* _Supplied material_
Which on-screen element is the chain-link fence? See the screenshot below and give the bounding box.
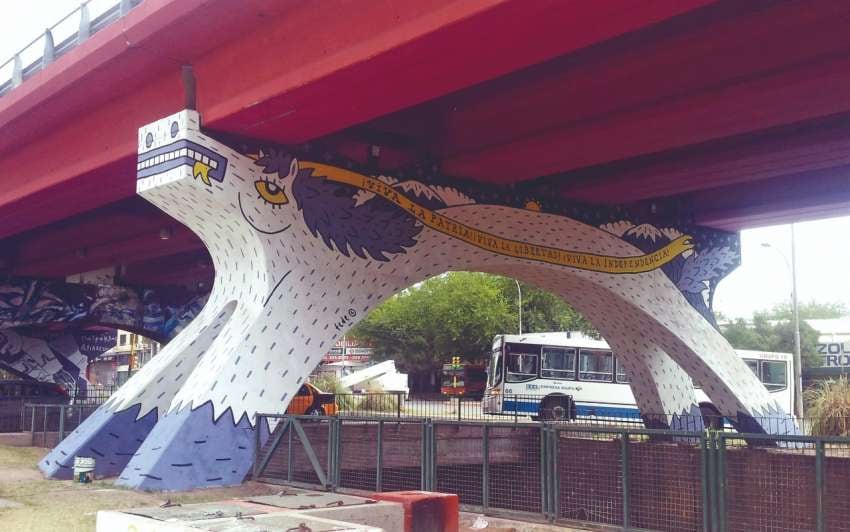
[20,404,99,447]
[254,415,850,532]
[335,392,828,434]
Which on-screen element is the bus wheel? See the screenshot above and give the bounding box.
[540,397,570,421]
[699,404,723,430]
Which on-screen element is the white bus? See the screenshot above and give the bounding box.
[482,332,794,423]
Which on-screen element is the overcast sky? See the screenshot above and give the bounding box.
[6,0,850,317]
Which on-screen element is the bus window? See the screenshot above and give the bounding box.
[617,359,631,383]
[578,349,614,382]
[487,350,502,386]
[761,360,788,392]
[540,347,576,380]
[505,353,537,382]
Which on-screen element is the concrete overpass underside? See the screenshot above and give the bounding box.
[0,0,850,489]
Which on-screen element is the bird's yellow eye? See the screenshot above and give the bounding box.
[254,179,289,206]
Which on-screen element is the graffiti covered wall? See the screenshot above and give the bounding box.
[41,111,781,489]
[0,279,207,393]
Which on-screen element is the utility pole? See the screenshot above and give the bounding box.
[762,224,803,419]
[514,279,522,335]
[791,224,803,419]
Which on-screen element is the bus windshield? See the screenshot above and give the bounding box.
[505,345,540,382]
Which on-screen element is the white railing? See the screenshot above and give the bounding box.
[0,0,142,97]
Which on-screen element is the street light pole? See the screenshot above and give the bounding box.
[762,224,803,419]
[514,279,522,335]
[791,224,803,419]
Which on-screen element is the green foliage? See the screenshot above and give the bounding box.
[310,373,396,414]
[804,376,850,436]
[761,301,850,320]
[351,272,595,371]
[351,272,515,371]
[722,312,821,368]
[490,277,598,336]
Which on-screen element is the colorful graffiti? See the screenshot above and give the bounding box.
[41,111,781,490]
[0,279,207,393]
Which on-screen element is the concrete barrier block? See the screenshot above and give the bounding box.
[372,491,460,532]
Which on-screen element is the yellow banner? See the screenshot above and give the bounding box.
[299,162,694,273]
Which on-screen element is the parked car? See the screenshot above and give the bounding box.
[0,380,70,404]
[286,383,336,416]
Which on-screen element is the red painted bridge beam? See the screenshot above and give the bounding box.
[0,0,710,238]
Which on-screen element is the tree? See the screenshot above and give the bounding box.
[762,301,850,320]
[490,277,599,336]
[351,272,595,371]
[351,272,516,371]
[721,302,824,369]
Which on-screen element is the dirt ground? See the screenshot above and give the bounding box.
[0,446,280,532]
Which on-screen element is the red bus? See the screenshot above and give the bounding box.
[440,358,487,397]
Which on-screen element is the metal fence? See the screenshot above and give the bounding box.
[253,415,850,532]
[20,404,100,447]
[335,393,816,434]
[0,386,117,434]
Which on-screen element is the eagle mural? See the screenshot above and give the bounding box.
[40,111,781,490]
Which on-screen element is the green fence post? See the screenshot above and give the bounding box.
[59,405,65,441]
[549,427,561,521]
[481,425,490,510]
[620,431,632,530]
[41,406,47,447]
[419,419,428,491]
[717,433,727,532]
[375,420,384,493]
[540,426,549,518]
[284,418,295,482]
[699,432,711,532]
[514,395,519,424]
[251,412,262,480]
[815,439,826,532]
[326,419,339,491]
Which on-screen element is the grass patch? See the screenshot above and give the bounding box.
[0,446,279,532]
[804,376,850,436]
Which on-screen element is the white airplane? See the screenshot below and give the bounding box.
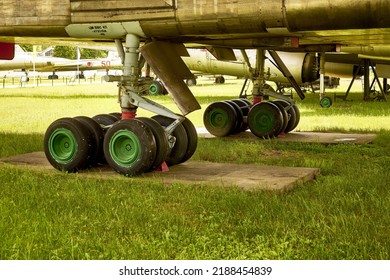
[0,45,122,79]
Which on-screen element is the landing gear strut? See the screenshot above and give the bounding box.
[45,34,198,176]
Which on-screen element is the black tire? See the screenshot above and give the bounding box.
[109,112,122,121]
[152,115,188,166]
[231,98,252,117]
[43,118,93,172]
[231,99,250,132]
[248,102,283,139]
[274,99,297,133]
[225,100,246,134]
[203,101,237,137]
[103,119,157,176]
[269,100,289,135]
[74,116,106,165]
[137,117,170,170]
[180,118,198,163]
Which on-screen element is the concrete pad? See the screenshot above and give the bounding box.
[197,128,376,144]
[0,152,320,191]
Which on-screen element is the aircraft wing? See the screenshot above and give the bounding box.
[0,0,390,176]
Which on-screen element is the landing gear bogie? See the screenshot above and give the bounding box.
[44,118,96,173]
[203,98,300,138]
[103,119,157,176]
[248,102,284,139]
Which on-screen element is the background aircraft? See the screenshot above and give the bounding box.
[0,0,390,175]
[0,45,122,79]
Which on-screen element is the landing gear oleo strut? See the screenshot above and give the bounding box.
[44,34,199,176]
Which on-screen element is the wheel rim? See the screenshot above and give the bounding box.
[252,109,275,133]
[48,128,77,164]
[207,108,229,129]
[109,130,141,166]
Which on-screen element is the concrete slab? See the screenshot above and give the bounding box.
[197,128,376,144]
[0,152,320,191]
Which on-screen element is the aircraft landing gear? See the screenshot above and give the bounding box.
[203,50,304,139]
[44,34,198,176]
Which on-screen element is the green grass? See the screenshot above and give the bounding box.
[0,80,390,259]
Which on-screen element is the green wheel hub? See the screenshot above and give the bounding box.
[208,108,229,129]
[109,130,141,167]
[48,128,77,164]
[253,109,275,133]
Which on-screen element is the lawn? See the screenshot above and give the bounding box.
[0,80,390,259]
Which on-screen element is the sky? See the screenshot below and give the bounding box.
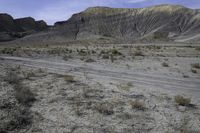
[0,0,200,25]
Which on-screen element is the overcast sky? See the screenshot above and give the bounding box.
[0,0,200,24]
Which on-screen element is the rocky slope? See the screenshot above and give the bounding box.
[52,5,200,41]
[1,5,200,43]
[0,14,48,41]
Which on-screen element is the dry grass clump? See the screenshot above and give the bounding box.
[191,63,200,69]
[133,49,144,56]
[111,48,122,55]
[175,95,191,106]
[64,75,75,83]
[130,100,146,111]
[85,58,95,63]
[4,71,20,84]
[14,83,36,106]
[0,70,36,133]
[191,68,197,73]
[95,102,114,115]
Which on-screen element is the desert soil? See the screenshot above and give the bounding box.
[0,44,200,133]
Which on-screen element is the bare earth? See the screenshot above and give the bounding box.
[0,44,200,133]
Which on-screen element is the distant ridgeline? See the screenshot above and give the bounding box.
[0,14,48,41]
[0,5,200,42]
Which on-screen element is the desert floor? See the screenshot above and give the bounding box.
[0,44,200,133]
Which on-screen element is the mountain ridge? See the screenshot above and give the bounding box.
[1,4,200,43]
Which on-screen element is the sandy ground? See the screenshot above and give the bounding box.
[0,45,200,133]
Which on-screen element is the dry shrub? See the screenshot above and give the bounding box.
[175,95,191,106]
[130,100,146,110]
[191,68,197,73]
[85,58,95,63]
[4,71,20,84]
[191,63,200,69]
[95,102,114,115]
[162,62,169,67]
[64,75,75,83]
[14,83,36,106]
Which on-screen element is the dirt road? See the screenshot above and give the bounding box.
[0,56,200,98]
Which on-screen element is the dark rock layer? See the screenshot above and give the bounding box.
[0,14,48,41]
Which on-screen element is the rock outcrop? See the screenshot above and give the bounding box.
[0,14,48,41]
[1,5,200,43]
[51,5,200,42]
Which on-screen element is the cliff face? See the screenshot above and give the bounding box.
[0,5,200,42]
[0,14,48,41]
[51,5,200,41]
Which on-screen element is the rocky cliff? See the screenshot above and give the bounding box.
[0,14,48,41]
[50,5,200,41]
[1,5,200,42]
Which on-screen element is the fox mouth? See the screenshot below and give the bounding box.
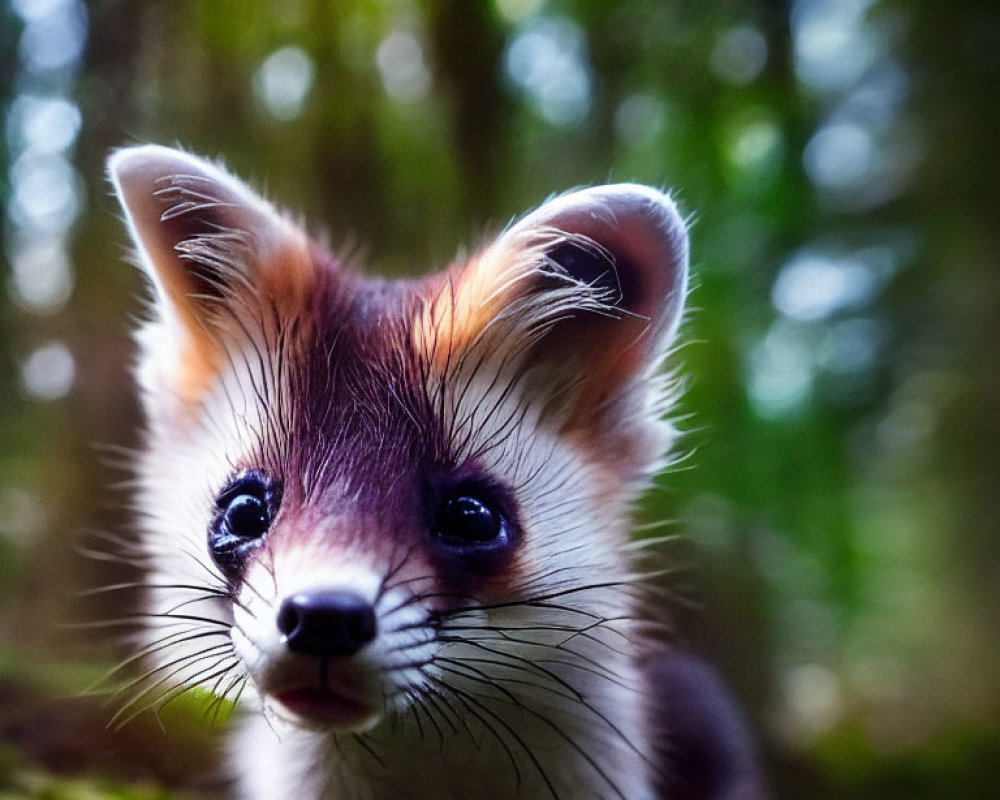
[265,658,379,730]
[271,685,376,730]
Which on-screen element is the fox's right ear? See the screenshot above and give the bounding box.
[108,145,316,400]
[108,145,311,324]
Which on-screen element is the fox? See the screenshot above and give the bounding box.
[108,145,765,800]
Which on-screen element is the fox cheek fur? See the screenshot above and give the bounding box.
[109,146,751,800]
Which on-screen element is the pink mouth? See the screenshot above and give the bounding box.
[273,687,374,728]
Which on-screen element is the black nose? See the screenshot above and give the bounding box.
[278,590,378,656]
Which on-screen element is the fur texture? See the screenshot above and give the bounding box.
[109,146,756,800]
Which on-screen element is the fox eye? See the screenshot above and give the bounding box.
[208,472,278,579]
[435,493,503,544]
[428,475,521,580]
[221,492,271,539]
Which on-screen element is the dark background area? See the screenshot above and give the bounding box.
[0,0,1000,800]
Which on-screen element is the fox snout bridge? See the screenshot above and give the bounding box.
[277,590,378,657]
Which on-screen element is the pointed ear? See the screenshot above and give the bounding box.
[496,184,688,390]
[108,145,311,323]
[431,184,688,438]
[108,145,315,399]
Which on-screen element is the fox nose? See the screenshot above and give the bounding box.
[277,590,378,656]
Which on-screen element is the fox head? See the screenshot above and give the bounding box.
[109,146,687,752]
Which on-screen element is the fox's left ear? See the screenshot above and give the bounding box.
[431,184,688,450]
[494,184,688,393]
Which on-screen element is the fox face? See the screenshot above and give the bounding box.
[109,146,687,798]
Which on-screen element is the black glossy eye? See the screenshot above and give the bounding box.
[221,493,271,539]
[435,494,503,544]
[208,472,280,580]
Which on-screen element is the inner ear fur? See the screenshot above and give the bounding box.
[108,145,314,333]
[108,145,316,406]
[486,184,688,425]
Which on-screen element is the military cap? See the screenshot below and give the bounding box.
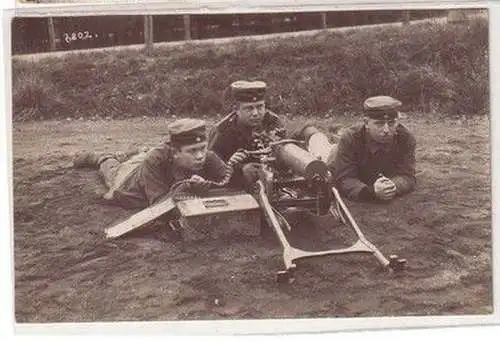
[168,118,207,146]
[363,96,402,120]
[231,81,267,102]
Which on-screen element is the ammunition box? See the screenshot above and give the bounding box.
[177,193,262,241]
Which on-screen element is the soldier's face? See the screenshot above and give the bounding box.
[365,117,398,144]
[238,100,266,128]
[174,141,207,171]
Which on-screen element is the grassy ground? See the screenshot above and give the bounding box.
[13,115,493,322]
[13,18,489,121]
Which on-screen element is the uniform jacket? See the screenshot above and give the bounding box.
[208,110,283,162]
[331,125,416,200]
[113,144,226,208]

* _Your objective_
Recast the records from the line with "Which on-screen element is the fox cheek" up to and including the line with "[221,492,271,539]" as a two-column CSV headed text and answer. Give one row for each record, with each field in double quotes and its line breaks turned into spaces.

* _Reply to the task_
text,answer
"Which on-screen element is the fox cheek fur? See the screenshot above and give the bounding box.","[109,146,751,800]"
"Which on-screen element is the pink mouth? See the screenshot above and give the bounding box.","[273,687,374,728]"
"Which on-screen element is the black nose? See the screenshot above and give the bounding box.","[278,590,378,656]"
"Which on-screen element is the fur texture? See the screenshot above and give the bounding box.","[109,146,756,800]"
"Which on-screen element is the fox eye? See the screenshot above and give the bounding box.","[208,472,278,579] [435,493,503,544] [428,475,521,580] [221,492,271,539]"